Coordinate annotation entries

★ ★ ★ ★ ★

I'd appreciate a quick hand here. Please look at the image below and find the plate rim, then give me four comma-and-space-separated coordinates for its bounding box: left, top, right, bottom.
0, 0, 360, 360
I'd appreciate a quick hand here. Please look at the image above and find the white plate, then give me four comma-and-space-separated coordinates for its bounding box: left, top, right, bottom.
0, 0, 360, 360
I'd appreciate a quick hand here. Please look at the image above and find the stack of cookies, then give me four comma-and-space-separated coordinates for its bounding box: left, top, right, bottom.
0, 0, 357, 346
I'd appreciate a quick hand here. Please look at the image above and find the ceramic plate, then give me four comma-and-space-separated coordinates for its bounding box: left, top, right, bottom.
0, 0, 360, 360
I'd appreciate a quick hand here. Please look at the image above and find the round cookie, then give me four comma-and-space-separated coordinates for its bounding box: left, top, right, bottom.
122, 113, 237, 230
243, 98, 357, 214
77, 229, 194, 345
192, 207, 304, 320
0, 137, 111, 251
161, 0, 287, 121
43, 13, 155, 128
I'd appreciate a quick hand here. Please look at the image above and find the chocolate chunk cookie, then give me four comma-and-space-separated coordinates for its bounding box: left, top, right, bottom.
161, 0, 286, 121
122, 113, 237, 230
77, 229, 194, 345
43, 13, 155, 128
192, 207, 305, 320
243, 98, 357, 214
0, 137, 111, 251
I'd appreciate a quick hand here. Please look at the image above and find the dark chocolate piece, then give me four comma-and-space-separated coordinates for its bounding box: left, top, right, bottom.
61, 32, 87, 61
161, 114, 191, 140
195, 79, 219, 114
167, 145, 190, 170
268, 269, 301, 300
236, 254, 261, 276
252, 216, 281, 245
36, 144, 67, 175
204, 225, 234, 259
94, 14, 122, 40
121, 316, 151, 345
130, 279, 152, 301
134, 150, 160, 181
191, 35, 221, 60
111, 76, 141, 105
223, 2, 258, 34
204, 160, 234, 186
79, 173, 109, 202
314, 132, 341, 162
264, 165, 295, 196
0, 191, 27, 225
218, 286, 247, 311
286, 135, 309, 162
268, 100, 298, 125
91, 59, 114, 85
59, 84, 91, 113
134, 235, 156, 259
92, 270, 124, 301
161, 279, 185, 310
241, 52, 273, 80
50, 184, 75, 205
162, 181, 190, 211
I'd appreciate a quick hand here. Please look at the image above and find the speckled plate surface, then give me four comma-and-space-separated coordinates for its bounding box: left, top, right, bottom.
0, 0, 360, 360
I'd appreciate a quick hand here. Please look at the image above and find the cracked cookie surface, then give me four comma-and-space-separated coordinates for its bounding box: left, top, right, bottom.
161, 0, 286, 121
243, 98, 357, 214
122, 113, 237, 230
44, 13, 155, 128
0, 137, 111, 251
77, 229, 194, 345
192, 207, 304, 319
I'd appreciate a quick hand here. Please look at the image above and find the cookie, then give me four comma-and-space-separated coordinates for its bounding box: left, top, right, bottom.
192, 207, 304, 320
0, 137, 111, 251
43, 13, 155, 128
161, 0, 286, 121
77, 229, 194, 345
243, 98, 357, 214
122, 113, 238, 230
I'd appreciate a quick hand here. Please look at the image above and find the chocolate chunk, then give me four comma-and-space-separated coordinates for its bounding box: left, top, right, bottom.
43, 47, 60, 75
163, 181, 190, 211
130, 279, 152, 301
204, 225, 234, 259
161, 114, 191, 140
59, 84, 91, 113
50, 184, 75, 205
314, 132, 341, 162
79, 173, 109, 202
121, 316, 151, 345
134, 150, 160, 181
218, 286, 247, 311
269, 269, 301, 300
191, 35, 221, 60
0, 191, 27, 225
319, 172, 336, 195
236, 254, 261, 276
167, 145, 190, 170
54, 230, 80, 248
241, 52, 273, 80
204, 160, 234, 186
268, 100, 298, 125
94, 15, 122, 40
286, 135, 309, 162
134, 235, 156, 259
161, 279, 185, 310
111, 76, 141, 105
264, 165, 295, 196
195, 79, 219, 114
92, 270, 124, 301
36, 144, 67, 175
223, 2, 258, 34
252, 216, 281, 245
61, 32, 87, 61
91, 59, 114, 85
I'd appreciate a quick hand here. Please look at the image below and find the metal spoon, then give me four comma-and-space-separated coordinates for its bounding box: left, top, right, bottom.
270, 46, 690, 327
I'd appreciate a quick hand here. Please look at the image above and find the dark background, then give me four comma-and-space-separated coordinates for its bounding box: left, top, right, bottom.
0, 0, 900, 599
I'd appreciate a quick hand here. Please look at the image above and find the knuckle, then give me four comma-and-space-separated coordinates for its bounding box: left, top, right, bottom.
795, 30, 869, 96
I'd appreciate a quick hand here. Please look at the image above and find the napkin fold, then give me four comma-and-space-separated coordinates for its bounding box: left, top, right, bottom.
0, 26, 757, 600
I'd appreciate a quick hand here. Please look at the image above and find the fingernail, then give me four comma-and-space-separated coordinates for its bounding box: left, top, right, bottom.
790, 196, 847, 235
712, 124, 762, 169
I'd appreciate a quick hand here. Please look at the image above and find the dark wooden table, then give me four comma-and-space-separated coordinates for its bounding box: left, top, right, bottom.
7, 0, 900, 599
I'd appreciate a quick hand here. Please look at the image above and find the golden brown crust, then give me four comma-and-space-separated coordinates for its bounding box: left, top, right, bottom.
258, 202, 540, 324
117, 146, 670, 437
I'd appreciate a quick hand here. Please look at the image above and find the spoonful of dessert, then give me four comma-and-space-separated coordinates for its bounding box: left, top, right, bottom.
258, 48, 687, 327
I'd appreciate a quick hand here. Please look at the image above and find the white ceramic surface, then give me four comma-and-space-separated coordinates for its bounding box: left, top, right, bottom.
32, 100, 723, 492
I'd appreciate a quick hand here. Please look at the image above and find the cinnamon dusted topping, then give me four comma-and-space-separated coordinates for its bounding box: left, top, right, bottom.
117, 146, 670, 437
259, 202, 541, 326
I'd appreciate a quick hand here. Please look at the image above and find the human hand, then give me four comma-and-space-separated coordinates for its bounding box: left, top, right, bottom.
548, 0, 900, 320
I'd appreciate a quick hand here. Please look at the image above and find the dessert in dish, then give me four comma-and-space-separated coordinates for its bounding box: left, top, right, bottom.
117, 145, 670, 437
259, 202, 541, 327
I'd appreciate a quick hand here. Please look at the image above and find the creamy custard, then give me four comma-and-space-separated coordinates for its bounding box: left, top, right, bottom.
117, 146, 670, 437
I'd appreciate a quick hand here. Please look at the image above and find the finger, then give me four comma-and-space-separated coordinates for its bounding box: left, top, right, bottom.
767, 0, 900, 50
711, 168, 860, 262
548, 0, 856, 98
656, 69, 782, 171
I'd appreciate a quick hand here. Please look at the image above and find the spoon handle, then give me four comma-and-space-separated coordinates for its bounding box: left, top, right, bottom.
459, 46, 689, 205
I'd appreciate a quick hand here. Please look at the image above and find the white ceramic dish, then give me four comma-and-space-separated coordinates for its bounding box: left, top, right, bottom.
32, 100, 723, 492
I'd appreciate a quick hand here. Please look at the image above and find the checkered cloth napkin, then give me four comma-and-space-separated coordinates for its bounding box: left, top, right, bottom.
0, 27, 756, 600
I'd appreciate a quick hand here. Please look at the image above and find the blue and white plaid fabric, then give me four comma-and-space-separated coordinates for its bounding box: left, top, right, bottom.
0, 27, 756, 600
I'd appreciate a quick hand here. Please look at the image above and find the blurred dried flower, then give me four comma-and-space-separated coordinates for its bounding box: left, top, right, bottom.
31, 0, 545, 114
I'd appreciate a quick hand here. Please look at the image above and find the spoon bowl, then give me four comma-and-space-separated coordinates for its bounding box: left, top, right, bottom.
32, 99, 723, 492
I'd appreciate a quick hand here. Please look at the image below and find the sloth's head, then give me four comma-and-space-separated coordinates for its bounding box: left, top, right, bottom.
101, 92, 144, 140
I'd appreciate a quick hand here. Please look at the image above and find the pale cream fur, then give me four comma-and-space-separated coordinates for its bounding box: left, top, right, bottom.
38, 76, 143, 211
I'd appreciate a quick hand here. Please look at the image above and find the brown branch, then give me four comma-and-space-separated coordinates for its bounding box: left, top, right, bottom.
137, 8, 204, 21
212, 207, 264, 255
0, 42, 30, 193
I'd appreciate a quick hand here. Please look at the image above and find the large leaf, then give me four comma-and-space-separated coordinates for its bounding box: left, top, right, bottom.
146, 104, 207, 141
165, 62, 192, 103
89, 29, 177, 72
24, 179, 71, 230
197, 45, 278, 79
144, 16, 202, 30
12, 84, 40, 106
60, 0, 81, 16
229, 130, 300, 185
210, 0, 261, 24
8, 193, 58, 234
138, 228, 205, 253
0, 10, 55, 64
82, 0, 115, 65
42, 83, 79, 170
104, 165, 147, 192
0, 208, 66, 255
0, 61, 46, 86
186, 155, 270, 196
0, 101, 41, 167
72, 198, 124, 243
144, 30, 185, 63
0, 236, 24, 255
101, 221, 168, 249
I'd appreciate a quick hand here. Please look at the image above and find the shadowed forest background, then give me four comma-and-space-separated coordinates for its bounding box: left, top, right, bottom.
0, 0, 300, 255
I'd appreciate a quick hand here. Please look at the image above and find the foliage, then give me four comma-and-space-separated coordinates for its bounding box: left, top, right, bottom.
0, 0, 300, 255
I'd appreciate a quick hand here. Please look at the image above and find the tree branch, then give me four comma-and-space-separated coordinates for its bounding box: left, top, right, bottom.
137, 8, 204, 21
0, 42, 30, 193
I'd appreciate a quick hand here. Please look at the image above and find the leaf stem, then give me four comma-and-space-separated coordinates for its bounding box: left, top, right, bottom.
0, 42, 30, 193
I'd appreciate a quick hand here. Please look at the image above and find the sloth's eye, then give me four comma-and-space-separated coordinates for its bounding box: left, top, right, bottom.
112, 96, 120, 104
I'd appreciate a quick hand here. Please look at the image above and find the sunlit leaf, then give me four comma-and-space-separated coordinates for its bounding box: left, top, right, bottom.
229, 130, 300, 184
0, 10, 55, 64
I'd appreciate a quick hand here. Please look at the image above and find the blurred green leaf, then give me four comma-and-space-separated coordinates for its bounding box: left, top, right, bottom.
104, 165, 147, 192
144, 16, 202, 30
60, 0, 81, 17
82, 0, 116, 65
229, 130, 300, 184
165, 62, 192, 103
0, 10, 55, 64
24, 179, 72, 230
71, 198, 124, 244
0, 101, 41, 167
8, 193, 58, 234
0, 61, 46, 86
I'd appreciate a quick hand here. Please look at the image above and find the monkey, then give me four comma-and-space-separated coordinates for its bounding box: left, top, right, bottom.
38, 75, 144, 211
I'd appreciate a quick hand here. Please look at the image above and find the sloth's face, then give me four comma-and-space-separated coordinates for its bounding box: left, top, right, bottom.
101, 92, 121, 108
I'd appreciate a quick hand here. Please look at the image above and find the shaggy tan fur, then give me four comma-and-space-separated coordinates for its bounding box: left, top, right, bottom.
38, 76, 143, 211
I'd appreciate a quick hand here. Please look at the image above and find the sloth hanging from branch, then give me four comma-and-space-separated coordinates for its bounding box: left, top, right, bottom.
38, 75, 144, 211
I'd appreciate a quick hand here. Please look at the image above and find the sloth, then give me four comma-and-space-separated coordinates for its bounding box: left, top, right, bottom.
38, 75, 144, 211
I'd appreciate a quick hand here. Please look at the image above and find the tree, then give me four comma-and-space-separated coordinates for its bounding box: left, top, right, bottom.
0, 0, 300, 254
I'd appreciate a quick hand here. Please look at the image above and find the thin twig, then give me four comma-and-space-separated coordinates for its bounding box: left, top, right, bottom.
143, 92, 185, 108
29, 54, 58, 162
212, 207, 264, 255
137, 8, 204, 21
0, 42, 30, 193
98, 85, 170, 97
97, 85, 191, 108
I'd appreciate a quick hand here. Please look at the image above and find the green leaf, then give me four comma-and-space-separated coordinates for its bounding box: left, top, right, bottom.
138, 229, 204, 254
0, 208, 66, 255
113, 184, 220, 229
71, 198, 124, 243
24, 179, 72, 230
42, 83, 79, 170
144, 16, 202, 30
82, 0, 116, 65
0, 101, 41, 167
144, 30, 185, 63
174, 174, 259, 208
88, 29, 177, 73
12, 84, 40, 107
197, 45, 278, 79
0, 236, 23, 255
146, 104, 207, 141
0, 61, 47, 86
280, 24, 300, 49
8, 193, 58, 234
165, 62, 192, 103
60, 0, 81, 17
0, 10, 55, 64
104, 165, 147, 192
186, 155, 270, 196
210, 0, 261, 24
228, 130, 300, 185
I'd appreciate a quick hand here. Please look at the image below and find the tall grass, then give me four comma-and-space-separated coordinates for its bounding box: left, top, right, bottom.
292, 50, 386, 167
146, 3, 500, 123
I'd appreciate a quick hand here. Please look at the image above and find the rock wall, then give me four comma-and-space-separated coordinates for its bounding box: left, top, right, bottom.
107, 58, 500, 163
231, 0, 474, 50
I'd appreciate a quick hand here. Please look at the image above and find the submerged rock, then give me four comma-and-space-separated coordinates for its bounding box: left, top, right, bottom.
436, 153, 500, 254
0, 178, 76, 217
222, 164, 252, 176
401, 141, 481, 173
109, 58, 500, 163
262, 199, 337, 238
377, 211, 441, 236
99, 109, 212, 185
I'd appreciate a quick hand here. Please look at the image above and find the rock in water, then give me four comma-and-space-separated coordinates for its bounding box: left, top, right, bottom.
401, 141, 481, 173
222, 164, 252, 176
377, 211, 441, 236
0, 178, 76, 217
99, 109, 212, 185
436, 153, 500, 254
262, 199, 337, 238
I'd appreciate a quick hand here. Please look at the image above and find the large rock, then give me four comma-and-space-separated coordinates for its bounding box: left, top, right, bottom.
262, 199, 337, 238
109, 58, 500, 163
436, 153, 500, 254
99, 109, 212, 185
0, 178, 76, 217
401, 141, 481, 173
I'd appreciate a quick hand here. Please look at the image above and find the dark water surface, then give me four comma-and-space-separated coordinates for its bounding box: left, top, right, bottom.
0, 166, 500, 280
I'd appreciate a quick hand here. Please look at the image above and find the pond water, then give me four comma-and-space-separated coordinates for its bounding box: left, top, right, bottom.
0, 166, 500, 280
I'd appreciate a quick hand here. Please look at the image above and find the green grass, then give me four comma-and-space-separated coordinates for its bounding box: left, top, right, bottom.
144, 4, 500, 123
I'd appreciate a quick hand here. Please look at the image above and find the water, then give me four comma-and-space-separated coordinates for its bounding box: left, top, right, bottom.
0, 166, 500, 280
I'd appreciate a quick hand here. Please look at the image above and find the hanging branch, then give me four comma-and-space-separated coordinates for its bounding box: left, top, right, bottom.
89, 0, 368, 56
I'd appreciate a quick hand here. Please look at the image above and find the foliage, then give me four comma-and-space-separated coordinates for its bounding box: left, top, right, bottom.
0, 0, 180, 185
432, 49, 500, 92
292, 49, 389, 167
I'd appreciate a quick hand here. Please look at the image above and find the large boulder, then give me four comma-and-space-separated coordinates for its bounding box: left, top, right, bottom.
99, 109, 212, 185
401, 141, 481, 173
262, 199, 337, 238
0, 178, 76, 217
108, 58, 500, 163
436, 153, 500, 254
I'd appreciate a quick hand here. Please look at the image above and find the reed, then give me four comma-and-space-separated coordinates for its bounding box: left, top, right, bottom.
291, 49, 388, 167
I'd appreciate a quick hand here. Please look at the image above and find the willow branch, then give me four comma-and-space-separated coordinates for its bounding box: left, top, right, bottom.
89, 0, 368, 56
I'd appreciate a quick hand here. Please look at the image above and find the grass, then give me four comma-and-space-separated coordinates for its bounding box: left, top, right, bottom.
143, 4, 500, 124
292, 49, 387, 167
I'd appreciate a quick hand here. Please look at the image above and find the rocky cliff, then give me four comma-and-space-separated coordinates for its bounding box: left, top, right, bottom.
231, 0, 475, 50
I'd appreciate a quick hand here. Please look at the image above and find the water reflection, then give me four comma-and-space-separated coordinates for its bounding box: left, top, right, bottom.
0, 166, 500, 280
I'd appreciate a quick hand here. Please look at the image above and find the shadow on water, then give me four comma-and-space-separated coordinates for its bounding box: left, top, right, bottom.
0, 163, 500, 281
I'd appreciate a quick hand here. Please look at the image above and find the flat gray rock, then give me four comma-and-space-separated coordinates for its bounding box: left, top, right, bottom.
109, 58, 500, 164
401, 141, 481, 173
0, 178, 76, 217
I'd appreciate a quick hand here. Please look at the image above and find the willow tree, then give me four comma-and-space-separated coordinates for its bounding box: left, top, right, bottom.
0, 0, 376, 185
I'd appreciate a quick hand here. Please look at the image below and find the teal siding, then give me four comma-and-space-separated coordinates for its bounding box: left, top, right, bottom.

★ ★ ★ ★ ★

What to work on
Copy exactly the lines from the one containing "the reed, then" through the last line of the records, both included, and nothing else.

Solution to the problem
I'd appreciate a quick hand here. Please look at the image above and find the reed, then give me four comma-and-space-separated coordinates for its bounding box: left, top, right, bottom.
291, 49, 388, 167
I'd appreciate a quick hand here. Please look at the image above and find the willow branch, then give me four comma-and-space-separated coordinates for its bounding box: left, top, right, bottom.
89, 0, 368, 56
I'd appreciate a quick hand here. Please look at the image above and find the grass, then give me four comma-and-space-separated coordinates for its bounding box: left, top, right, bottom.
143, 4, 500, 124
292, 49, 387, 167
I'd appreciate a quick hand here. Please look at the image above and find the rocky cliff, then give me four comma-and-space-separated coordinates for its bounding box: left, top, right, bottom.
231, 0, 475, 50
I'd appreciate a quick hand here. Please look at the image above and find the water reflection, then give me four comma-and-space-separated coordinates for its bounding box: left, top, right, bottom.
0, 166, 500, 280
I'd appreciate a quick hand here. Please look at the image above and find the shadow on water, then give me four comma-and-space-separated coordinates for its bounding box: left, top, right, bottom.
0, 163, 500, 281
I'd appreciate a quick hand here. Please look at the image above and find the flat gray rock, then give me four comma-and-space-separated coordinates for its bounding box: left, top, right, bottom.
109, 58, 500, 164
401, 141, 481, 173
0, 178, 76, 217
I'd appreciate a quick hand here. Please look at the image above and find the willow tree, then give me four comma-and-space-separated coordinates for its bounding box: left, top, right, bottom.
0, 0, 376, 185
I'd appreciate a quick hand here. Please look at the image below and find the teal siding, then give me four comma-and-space-separated coordinates for its bounding box: left, top, right, bottom.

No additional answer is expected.